How’m i doing?

A student asked me how would she know if she were doing it right, if she didn’t have me standing over her shoulder in the future. The answer I think is fairly simple.

With an improvisational style of acting like Practical Aesthetics, there is no way of knowing how you’re doing. Because to be entirely absorbed in the moment requires total commitment.

Those schools which teach the ludicrous, laughable ‘performance monitor’ are really just encouraging students to step out of the moment, stop acting and check in with themselves.

But how can such a monitor work without pulling you away from your only task – to help tell the story of the play through your interaction with other actors!?

And what do we have to check in with? Yesterday’s performance? Something we did 2 weeks ago in rehearsal?

That will only serve to distract you further as instead of dealing with your onstage task, you will start attempting to deliver yesterday’s performance today, deadening each moment of your performance and ignoring what’s happening today, in the here and right now.

This type of actor is entirely dependent upon their director. They are infantilised, like a child dependent on their Mother or Father. And so, like a child, they always want to check with Daddy for their approval. Like a child turning cartwheels, was it as good as last time Mummy?

So what can you do, surely to maintain quality we should uphold a certain standard?

True and in training, you learn, not to ‘repeat’ yesterday but to build a unique performance today. You learn to be the adult actor, responsible to the audience, clear of their job, not looking to repeat but to create uniquely in each moment.

This starts with understanding the material. I recently had a discussion with a friend, a long time, experienced actress. We were disagreeing over whether actors should read plays.

==========

## WHAT THIS TASK INVOLVES
Continue the essay above on how actors can judge their own work, picking up right after its final sentence.

==========

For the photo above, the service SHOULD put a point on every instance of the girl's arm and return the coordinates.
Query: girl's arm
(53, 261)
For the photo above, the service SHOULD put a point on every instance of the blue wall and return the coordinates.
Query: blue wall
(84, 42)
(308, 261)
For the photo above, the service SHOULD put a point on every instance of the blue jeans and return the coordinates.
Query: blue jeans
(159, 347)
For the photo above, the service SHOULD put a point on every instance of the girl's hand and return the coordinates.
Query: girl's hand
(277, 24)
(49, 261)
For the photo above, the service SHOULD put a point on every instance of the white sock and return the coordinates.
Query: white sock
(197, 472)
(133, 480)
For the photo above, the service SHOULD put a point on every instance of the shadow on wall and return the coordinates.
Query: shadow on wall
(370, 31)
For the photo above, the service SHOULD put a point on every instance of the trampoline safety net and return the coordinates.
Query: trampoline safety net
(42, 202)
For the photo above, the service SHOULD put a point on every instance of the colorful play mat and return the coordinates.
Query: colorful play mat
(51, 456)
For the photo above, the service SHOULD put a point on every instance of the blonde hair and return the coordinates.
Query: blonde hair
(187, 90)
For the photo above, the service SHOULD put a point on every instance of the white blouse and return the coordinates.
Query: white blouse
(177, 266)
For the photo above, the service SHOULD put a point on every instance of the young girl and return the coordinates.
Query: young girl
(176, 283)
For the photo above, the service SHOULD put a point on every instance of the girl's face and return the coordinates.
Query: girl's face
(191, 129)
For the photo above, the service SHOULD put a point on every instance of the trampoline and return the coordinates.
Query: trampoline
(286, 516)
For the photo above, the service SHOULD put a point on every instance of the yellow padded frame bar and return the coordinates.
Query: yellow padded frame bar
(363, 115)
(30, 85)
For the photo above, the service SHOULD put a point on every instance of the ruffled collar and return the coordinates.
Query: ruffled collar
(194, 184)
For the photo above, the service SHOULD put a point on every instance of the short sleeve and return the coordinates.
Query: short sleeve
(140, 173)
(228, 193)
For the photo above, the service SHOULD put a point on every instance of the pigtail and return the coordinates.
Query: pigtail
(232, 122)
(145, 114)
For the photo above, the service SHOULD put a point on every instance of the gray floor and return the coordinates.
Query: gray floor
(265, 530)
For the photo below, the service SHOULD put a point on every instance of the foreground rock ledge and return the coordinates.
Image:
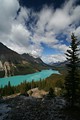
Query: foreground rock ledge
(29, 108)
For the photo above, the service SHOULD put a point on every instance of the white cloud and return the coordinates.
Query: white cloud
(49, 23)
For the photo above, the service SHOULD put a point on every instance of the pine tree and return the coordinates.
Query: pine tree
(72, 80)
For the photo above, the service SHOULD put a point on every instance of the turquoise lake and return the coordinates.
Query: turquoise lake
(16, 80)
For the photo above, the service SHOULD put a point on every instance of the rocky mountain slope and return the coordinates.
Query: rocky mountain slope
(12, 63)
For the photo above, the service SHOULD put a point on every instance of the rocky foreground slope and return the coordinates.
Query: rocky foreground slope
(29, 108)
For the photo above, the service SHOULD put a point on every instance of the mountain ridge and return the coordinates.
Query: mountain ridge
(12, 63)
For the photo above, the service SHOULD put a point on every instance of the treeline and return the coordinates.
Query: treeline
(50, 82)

==========

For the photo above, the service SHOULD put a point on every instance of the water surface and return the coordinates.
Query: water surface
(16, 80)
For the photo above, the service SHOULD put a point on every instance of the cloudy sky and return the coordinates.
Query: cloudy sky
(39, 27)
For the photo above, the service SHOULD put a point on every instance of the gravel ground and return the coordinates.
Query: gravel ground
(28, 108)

==========

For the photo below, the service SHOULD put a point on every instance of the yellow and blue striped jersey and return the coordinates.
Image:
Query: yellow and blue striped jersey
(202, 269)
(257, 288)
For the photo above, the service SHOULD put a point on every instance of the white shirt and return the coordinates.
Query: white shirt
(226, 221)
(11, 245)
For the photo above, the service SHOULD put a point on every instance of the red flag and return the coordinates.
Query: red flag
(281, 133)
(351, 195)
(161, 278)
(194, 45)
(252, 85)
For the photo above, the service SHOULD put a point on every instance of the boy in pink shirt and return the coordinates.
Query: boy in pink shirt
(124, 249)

==========

## ANSWER FOR THE TASK
She argued it didn’t help her to act, no matter how many plays she read. And that human experience had taught her to act. I agree with much of this but at the end of the day, you will have nothing to bring your experience to bear upon if you do not feel comfortable with a script.

And so rather than ‘just’ reading plays, I implore actors to learn how to glean action from literature. To learn to ask the right questions and hone and sharpen the skill of helping to lift the actable from the page.

Without this, you would indeed flail in a terrifying improvised moment, with nothing to hold onto but the words. And under those conditions, who wouldn’t want to just repeat yesterday for security.

But with the experience of translating page to stage or screen, transforming literary ideas to life, you go out into what Mamet calls the terrifying unknown with something to do and someone to do it with.

Acting at it’s best is truthful, sincere and immediate, which means it can never be repeated. To live with this scary thought requires the actor to be bold and have courage.

When you have confidence in your understanding of what you will do tonight. You will go out on stage and bravely commit everything to each moment.

As was once said, it does not matter whether you play well or badly – only truly.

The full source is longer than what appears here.